◆ Task details
Your task is to print all of the material verbatim.

+++++

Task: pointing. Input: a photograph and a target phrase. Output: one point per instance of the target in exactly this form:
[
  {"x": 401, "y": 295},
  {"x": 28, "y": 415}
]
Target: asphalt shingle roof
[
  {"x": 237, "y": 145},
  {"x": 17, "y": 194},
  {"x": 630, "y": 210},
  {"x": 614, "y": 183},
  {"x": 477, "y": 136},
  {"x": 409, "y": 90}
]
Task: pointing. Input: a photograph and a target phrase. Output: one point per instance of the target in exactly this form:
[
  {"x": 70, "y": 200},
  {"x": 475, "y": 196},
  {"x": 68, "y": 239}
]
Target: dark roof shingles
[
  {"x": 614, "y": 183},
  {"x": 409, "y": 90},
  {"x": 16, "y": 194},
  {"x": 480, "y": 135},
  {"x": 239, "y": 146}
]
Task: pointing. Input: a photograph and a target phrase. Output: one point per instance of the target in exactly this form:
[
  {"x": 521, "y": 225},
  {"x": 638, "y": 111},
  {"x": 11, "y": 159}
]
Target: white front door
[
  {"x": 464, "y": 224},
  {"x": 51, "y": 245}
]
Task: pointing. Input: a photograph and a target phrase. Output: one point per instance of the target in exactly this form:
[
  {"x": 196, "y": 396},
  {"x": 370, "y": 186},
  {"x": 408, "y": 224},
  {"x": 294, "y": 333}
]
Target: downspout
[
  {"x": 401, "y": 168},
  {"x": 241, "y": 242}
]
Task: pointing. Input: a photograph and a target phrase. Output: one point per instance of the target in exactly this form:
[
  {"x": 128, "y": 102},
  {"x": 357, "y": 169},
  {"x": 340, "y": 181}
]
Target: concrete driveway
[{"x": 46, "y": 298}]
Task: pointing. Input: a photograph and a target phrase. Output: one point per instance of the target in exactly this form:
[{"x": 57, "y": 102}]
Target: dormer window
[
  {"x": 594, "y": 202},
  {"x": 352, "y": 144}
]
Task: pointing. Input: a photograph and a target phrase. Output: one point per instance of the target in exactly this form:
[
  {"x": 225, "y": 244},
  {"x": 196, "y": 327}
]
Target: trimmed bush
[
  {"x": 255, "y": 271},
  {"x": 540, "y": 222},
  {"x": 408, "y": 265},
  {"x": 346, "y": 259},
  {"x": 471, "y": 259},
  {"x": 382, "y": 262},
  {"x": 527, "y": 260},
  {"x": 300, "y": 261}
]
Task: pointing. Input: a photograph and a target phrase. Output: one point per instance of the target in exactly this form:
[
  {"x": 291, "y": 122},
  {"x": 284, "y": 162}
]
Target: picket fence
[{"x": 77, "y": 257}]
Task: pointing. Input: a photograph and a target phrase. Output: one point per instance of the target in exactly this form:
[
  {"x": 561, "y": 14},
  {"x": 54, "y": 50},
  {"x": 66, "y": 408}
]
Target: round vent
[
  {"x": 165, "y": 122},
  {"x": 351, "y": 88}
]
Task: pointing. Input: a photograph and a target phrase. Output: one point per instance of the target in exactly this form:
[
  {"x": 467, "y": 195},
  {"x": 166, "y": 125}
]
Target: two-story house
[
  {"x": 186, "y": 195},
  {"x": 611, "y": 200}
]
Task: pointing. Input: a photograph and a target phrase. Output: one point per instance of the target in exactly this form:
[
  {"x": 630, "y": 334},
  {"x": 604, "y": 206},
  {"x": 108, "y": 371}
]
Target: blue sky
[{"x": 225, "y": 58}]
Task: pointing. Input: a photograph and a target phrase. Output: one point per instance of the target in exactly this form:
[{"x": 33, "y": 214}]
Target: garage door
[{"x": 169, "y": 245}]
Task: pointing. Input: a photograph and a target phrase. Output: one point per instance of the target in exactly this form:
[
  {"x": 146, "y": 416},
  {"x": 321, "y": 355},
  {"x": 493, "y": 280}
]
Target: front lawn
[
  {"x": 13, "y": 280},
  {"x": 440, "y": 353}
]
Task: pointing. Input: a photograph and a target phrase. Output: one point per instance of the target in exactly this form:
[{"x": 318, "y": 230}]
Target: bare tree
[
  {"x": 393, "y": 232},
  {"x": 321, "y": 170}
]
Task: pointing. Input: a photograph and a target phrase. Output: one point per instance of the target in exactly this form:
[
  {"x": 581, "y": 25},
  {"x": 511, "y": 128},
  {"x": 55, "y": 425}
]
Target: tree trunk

+++++

◆ The response
Task: pointing. Input: a photograph and a target phrase. Output: one point per instance of the target in exactly this form:
[
  {"x": 401, "y": 295},
  {"x": 28, "y": 415}
]
Target: asphalt shingle roof
[
  {"x": 237, "y": 145},
  {"x": 17, "y": 194},
  {"x": 630, "y": 210},
  {"x": 614, "y": 183},
  {"x": 477, "y": 136},
  {"x": 409, "y": 90}
]
Task: pointing. Input: a photograph and a target phrase. Output: one point per instance of the target in exactly this form:
[
  {"x": 70, "y": 200},
  {"x": 475, "y": 196},
  {"x": 68, "y": 239}
]
Target: dark roof shingles
[
  {"x": 614, "y": 183},
  {"x": 409, "y": 90},
  {"x": 16, "y": 194},
  {"x": 480, "y": 135},
  {"x": 239, "y": 146}
]
Task: pointing. Input: a photograph and a target phrase. Output: one point per instance of the target in exactly this form:
[
  {"x": 521, "y": 225},
  {"x": 638, "y": 111},
  {"x": 11, "y": 159}
]
Target: white front door
[
  {"x": 464, "y": 224},
  {"x": 51, "y": 245}
]
Task: pointing. Input: a photograph and a target phrase. Output: one point per instance of the target in exactly this form:
[
  {"x": 196, "y": 396},
  {"x": 370, "y": 186},
  {"x": 408, "y": 224},
  {"x": 294, "y": 333}
]
Target: downspout
[
  {"x": 401, "y": 168},
  {"x": 241, "y": 242}
]
Task: pointing. Input: a photograph and a target phrase. Output: one point per instance of the target in exactly this form:
[
  {"x": 128, "y": 102},
  {"x": 357, "y": 169},
  {"x": 340, "y": 181}
]
Target: concrete driveway
[{"x": 46, "y": 298}]
Task: pointing. Input: a photograph and a target phrase. Output: one point per instance of the target in exactly this form:
[{"x": 57, "y": 102}]
Target: dormer window
[
  {"x": 594, "y": 202},
  {"x": 352, "y": 144}
]
Task: pointing. Input: a photograph and a target phrase. Output: one point per instance of the target in exactly this form:
[
  {"x": 225, "y": 244},
  {"x": 196, "y": 327}
]
Target: trimmed bush
[
  {"x": 255, "y": 271},
  {"x": 540, "y": 222},
  {"x": 408, "y": 265},
  {"x": 346, "y": 259},
  {"x": 471, "y": 259},
  {"x": 382, "y": 262},
  {"x": 527, "y": 260},
  {"x": 300, "y": 261}
]
Task: pointing. Input: a photograph and a target phrase. Output: one point per instance of the target in exactly this form:
[
  {"x": 291, "y": 122},
  {"x": 284, "y": 162}
]
Target: picket fence
[{"x": 77, "y": 257}]
Task: pointing. Input: a photograph and a target phrase. Output: one point per instance of the target in exactly this form:
[
  {"x": 561, "y": 14},
  {"x": 54, "y": 50},
  {"x": 66, "y": 408}
]
Target: round vent
[
  {"x": 165, "y": 122},
  {"x": 351, "y": 88}
]
Task: pointing. Input: a photograph and a target phrase. Output: one point per instance of the target in exactly this form:
[
  {"x": 467, "y": 195},
  {"x": 166, "y": 125}
]
Target: two-story house
[
  {"x": 186, "y": 195},
  {"x": 611, "y": 200}
]
Task: pointing. Input: a photograph and a target phrase. Output: one point per instance of the target in exactly this form:
[
  {"x": 630, "y": 334},
  {"x": 604, "y": 206},
  {"x": 108, "y": 371}
]
Target: blue sky
[{"x": 225, "y": 58}]
Task: pointing. Input: a photograph and a target phrase. Output: one point per instance of the target in exactly this form:
[{"x": 33, "y": 214}]
Target: garage door
[{"x": 169, "y": 245}]
Task: pointing. Input: a photograph and a target phrase. Output: one point per instance of the target in exactly this form:
[
  {"x": 146, "y": 416},
  {"x": 321, "y": 355},
  {"x": 493, "y": 280}
]
Target: front lawn
[
  {"x": 13, "y": 280},
  {"x": 440, "y": 353}
]
Task: pointing. Input: a photograph and a target phrase. Output: one point per instance of the target in exactly this form:
[{"x": 318, "y": 230}]
Target: bare tree
[
  {"x": 393, "y": 232},
  {"x": 321, "y": 170}
]
Task: pointing. Input: a photograph and a target phrase. Output: one point per instance of the target in exactly this form:
[
  {"x": 581, "y": 25},
  {"x": 511, "y": 128},
  {"x": 55, "y": 425}
]
Target: tree trunk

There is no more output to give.